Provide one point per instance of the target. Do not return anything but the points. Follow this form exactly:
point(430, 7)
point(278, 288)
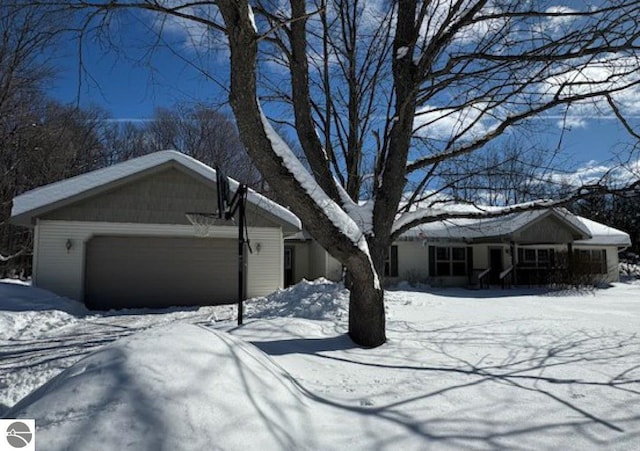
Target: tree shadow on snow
point(305, 345)
point(517, 389)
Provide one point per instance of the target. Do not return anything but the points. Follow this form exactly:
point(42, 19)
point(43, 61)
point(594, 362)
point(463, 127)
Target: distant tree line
point(43, 140)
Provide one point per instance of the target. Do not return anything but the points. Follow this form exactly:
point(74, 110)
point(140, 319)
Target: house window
point(535, 257)
point(451, 261)
point(592, 261)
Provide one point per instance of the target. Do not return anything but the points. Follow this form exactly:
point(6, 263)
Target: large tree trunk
point(366, 314)
point(366, 307)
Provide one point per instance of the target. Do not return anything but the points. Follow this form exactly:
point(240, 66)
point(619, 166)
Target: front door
point(288, 266)
point(495, 263)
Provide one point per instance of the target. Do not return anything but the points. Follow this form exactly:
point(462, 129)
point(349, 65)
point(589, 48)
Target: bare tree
point(205, 134)
point(510, 173)
point(26, 38)
point(370, 86)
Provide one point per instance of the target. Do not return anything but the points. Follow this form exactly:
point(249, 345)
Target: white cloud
point(193, 35)
point(446, 123)
point(559, 21)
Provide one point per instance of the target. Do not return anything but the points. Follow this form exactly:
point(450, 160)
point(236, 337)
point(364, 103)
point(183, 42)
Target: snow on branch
point(338, 217)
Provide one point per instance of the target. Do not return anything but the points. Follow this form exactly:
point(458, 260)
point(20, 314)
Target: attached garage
point(129, 271)
point(118, 237)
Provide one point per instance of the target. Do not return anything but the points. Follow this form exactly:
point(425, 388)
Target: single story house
point(118, 237)
point(527, 248)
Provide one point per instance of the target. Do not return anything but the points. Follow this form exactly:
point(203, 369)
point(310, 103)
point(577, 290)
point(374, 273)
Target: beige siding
point(480, 257)
point(613, 270)
point(156, 198)
point(62, 271)
point(321, 264)
point(300, 260)
point(265, 268)
point(413, 261)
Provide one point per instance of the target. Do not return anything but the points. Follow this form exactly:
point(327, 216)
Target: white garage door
point(123, 272)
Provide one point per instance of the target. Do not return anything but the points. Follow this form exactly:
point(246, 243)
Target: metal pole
point(241, 253)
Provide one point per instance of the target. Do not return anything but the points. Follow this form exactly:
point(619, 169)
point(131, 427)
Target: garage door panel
point(158, 271)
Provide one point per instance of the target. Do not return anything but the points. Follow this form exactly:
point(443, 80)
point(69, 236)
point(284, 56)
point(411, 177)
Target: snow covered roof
point(603, 235)
point(32, 202)
point(470, 229)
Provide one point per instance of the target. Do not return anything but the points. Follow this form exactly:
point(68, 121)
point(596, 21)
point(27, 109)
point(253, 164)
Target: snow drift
point(174, 387)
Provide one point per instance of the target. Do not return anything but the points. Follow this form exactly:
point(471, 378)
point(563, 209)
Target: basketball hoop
point(202, 222)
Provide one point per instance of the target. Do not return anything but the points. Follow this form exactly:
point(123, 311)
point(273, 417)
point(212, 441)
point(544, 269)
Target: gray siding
point(547, 230)
point(62, 271)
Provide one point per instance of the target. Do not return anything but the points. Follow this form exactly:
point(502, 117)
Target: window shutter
point(432, 261)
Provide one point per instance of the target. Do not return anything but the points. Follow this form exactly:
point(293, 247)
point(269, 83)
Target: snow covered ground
point(491, 369)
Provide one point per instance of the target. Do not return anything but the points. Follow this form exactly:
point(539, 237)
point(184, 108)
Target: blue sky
point(130, 84)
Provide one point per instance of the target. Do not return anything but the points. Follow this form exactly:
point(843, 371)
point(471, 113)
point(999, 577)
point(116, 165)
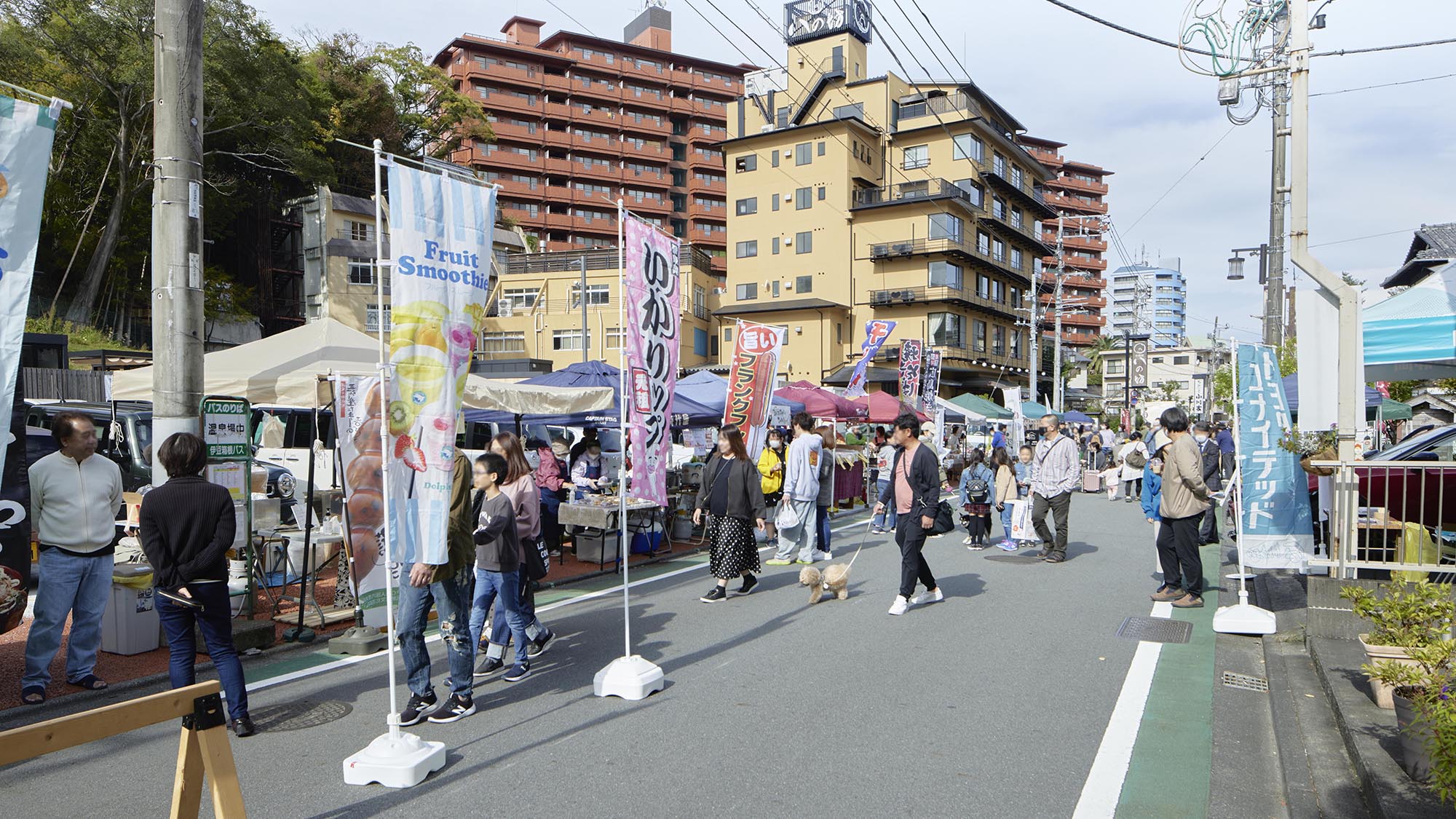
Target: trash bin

* * * * *

Prompt: Except for the pictures, write the data out exactly.

Task solution:
Provide one point per instance of the target. Do not return anything but the points. Follow this form exactly:
point(430, 7)
point(278, 288)
Target: tree shadow on snow
point(305, 345)
point(517, 389)
Provide one point per instance of the target. Do not return anything but the points. Follow this form exactly:
point(42, 19)
point(43, 61)
point(594, 362)
point(463, 127)
Target: distant tree line
point(43, 140)
Provide one point per instance of the target. Do not return anything but the points. Follow this form exactly:
point(74, 110)
point(140, 319)
Target: house window
point(535, 257)
point(451, 261)
point(592, 261)
Provide one point per instance of the target. Do not return anything but the points. Follow this form exactly:
point(6, 263)
Target: large tree trunk
point(366, 314)
point(366, 307)
Provide one point per instance of the target. Do not return anything but the points. Follow this form exactly:
point(240, 66)
point(619, 166)
Target: front door
point(288, 266)
point(495, 263)
Provide one point per instance of the target. Do not return anything but the points. Follow this form exactly:
point(462, 129)
point(349, 65)
point(589, 48)
Target: bare tree
point(205, 134)
point(510, 173)
point(26, 38)
point(370, 86)
Provide one point per instance of the target. Do not return anything but the points. Follow this form exactly:
point(249, 345)
Target: white cloud
point(193, 35)
point(446, 123)
point(559, 21)
Provide one point per instance of the target. Do not return anything but the points. Follow this form exactly:
point(450, 160)
point(236, 337)
point(364, 103)
point(183, 42)
Target: snow on branch
point(338, 217)
Provide one point per instance of the target. Do not return anything but the points. Follow this form exactly:
point(458, 260)
point(20, 314)
Target: attached garage
point(129, 271)
point(118, 237)
Provide one point per instance of the target. Do not return anything but the points. Follow this form exactly:
point(425, 388)
Target: single story house
point(118, 237)
point(527, 248)
Provide one point per instance of the target. Do not return anything but the points. Follow this form exactly:
point(203, 369)
point(310, 103)
point(577, 290)
point(374, 273)
Target: beige siding
point(480, 257)
point(613, 270)
point(156, 198)
point(62, 271)
point(321, 264)
point(300, 260)
point(265, 268)
point(413, 261)
Provide one point per instance of the target. Do not return anything but the points. Follow this form exactly:
point(327, 216)
Target: white garage door
point(123, 272)
Provide one point per instance of the target. Do not return anything but the points. Follow this form exactly:
point(246, 243)
Target: metal pole
point(241, 253)
Provide one point per instance of the target. Do not return anything but the points. Follow this form exactly:
point(619, 169)
point(131, 427)
Target: garage door panel
point(158, 271)
Provide one point per instance of the target. Do not return anything but the points. Follow this form exactly:
point(443, 80)
point(69, 236)
point(284, 56)
point(411, 177)
Target: snow covered roof
point(603, 235)
point(32, 202)
point(470, 229)
Provide one point per instance of the target. Do not return anything but the points. Follow this form exactly:
point(68, 121)
point(596, 21)
point(27, 109)
point(253, 164)
Target: snow drift
point(174, 387)
Provide one point per instance of the target. Do not return anything but the points. Follow this form exactly:
point(471, 378)
point(563, 209)
Target: basketball hoop
point(202, 222)
Provide one point per instance of the target. Do not return anything but the points. Follow this form exactly:
point(123, 311)
point(273, 417)
point(212, 441)
point(544, 269)
Target: gray siding
point(547, 230)
point(62, 271)
Provide one point per instance of the target. Do not return anything but the points. Follow this form exactly:
point(502, 117)
Target: window shutter
point(432, 261)
Provide one point per instance of the target. Do not return anything but the points. Follow this form exactly:
point(293, 247)
point(269, 83)
Target: snow covered ground
point(491, 369)
Provide one point per instance of the target. Do not return anything but the points. Follow this form exactly:
point(539, 237)
point(184, 108)
Target: blue sky
point(130, 84)
Provide one point per instance of the target. Do not return anything but the points. Follow this form exactly:
point(843, 371)
point(471, 113)
point(999, 577)
point(116, 165)
Target: trash bin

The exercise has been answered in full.